## Exercise brief
Beginning at the line with "Task: point out every instance of the iron", output each line to the end of the listing below exactly, please.

** BEGIN **

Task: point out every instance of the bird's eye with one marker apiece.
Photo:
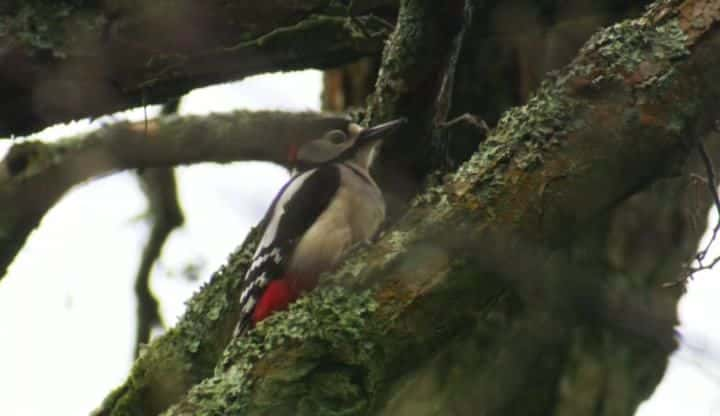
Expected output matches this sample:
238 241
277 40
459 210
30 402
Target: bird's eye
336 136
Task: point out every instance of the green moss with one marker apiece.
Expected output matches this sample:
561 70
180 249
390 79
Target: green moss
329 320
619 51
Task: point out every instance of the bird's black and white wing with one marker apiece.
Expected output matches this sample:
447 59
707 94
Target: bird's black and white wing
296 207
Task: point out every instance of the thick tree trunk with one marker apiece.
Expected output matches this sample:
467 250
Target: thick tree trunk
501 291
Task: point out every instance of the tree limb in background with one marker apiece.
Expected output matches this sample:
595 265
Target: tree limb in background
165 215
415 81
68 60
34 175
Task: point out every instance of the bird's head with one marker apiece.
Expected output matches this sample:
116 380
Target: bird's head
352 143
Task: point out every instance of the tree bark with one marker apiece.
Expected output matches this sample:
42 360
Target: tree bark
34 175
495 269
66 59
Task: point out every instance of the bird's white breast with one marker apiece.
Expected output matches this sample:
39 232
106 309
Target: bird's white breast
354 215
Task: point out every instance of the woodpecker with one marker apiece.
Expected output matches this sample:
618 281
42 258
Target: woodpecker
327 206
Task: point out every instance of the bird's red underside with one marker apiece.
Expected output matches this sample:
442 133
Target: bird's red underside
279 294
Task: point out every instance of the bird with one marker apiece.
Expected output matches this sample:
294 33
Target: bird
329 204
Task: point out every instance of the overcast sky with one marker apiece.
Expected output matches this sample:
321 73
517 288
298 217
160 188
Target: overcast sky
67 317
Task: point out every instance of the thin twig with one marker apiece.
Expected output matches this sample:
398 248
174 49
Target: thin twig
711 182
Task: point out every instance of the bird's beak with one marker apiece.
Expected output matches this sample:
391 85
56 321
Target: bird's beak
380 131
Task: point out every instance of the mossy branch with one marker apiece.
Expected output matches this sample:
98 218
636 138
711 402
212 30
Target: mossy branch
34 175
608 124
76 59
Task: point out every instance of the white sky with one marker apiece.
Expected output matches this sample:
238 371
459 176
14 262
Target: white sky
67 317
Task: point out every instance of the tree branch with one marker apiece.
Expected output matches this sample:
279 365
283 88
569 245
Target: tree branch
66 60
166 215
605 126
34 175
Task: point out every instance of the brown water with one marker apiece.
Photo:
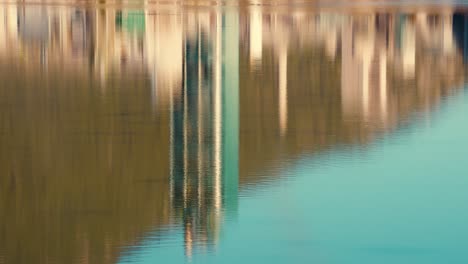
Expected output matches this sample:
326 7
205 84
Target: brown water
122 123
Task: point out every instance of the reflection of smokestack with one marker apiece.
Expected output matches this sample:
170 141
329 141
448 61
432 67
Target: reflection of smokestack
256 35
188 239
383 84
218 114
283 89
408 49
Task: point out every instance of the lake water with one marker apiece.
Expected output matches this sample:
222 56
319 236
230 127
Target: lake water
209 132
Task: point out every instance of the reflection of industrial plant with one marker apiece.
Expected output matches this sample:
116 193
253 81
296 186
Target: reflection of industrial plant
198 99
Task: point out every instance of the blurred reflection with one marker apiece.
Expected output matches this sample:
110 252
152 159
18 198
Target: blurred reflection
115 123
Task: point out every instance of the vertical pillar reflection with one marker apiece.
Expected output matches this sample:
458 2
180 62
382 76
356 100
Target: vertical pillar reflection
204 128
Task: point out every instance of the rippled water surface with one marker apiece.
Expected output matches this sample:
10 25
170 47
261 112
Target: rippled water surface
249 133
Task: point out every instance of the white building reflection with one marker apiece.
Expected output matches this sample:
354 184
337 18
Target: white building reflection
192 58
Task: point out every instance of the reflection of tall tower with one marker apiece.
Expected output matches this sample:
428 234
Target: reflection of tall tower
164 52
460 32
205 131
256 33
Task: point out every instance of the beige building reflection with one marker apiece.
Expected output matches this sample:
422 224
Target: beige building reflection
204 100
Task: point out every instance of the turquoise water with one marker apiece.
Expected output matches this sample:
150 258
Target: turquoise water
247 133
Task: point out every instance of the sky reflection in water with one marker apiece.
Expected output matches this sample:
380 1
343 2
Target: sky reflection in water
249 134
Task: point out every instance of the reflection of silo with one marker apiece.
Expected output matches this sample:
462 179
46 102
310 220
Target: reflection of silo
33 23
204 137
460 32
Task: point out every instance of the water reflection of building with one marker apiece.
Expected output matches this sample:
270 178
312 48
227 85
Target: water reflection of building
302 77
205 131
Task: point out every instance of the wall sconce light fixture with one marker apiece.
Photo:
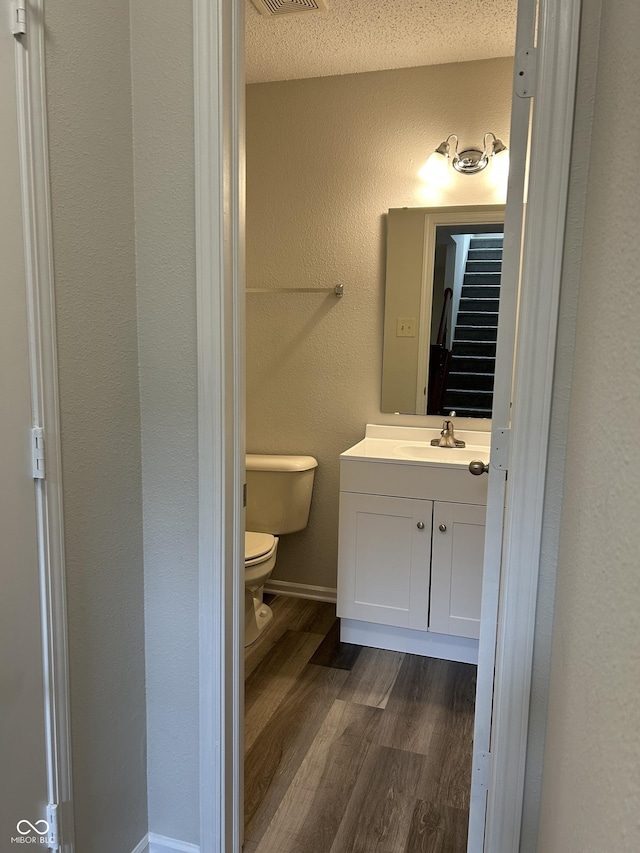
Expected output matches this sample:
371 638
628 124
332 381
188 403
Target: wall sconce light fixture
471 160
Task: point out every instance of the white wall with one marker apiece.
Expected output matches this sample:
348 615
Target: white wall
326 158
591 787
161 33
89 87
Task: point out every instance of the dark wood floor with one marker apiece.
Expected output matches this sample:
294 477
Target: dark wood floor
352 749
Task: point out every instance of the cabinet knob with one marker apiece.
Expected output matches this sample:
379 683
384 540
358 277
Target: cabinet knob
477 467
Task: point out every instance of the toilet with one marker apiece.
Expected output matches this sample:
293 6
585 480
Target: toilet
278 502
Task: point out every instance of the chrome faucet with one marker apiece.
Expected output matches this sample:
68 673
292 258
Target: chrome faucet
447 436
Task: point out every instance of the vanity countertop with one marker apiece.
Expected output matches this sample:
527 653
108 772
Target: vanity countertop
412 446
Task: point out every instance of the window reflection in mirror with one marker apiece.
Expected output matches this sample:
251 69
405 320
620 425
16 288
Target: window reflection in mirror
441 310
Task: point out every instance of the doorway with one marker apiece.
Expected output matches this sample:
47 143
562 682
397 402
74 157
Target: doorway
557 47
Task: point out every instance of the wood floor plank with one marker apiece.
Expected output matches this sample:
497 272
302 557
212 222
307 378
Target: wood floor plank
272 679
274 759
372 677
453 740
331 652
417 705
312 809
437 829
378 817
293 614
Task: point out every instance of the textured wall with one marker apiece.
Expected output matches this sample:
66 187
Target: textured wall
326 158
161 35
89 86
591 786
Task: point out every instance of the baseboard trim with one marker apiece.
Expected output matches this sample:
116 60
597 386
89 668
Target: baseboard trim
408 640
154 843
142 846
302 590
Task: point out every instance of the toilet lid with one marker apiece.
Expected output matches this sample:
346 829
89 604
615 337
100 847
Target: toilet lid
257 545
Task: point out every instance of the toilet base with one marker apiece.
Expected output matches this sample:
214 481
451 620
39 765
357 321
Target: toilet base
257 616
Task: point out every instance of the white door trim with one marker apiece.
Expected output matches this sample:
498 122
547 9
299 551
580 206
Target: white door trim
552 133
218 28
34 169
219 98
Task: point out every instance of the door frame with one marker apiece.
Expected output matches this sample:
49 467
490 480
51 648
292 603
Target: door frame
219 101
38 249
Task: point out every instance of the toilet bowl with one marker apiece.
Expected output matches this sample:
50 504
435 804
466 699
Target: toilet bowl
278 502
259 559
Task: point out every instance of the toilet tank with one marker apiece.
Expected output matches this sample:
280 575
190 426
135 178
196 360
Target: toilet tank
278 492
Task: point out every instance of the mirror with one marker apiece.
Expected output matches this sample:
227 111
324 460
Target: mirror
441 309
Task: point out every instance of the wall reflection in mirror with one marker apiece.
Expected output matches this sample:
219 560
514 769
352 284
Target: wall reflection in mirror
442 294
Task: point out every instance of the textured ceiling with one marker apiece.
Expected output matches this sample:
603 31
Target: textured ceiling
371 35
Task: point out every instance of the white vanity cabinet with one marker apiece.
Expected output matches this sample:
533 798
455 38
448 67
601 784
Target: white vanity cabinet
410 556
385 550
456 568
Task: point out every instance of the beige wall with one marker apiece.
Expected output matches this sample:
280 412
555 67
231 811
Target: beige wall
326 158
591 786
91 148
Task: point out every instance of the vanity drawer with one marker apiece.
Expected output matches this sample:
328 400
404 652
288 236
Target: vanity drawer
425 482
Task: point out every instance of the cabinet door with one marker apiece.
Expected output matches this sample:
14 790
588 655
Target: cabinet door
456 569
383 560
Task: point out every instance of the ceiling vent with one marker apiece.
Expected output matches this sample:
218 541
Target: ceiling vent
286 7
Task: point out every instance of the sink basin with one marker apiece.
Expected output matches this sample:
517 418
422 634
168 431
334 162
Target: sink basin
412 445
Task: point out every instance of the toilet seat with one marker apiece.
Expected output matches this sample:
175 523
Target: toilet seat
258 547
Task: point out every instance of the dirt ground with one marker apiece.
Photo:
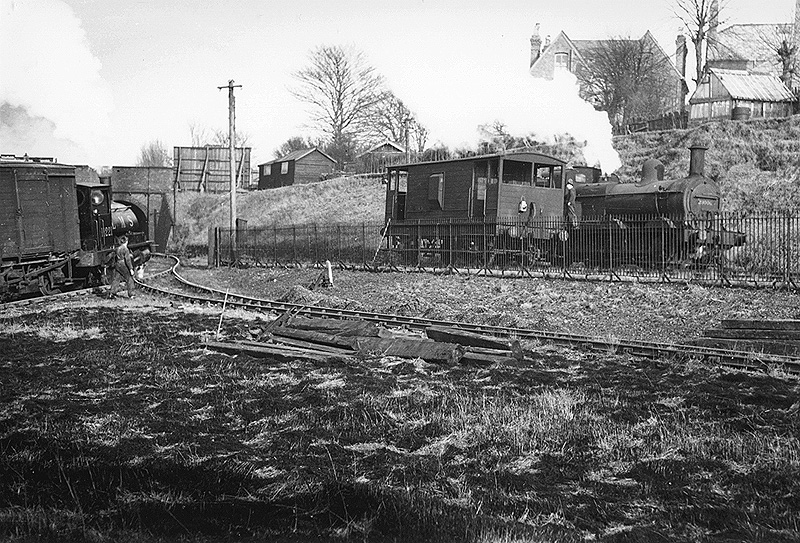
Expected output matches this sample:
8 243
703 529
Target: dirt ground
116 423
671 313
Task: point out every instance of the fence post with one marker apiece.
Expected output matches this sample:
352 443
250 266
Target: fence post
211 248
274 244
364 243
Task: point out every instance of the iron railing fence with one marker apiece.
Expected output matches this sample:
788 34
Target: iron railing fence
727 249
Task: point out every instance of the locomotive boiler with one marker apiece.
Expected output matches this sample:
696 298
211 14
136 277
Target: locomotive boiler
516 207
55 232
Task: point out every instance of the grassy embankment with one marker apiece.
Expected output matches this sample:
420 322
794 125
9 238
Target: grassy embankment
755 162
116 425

** END **

## Solution to the problem
Task: point out every instance of the iron railing fence with one marker apiece.
Expected output matches this sample:
788 34
Target: iron railing fence
727 249
Task: point out every instance of the locomotive boiler with one marker apiece.
Expected output matches this sample:
696 298
211 14
136 277
Target: locomotive boiler
516 207
55 232
Task: point out every instance of the grassy embankment with one marker apiece.
Expected output matches this sample:
420 322
794 125
9 238
Target: grassy embankment
755 162
116 425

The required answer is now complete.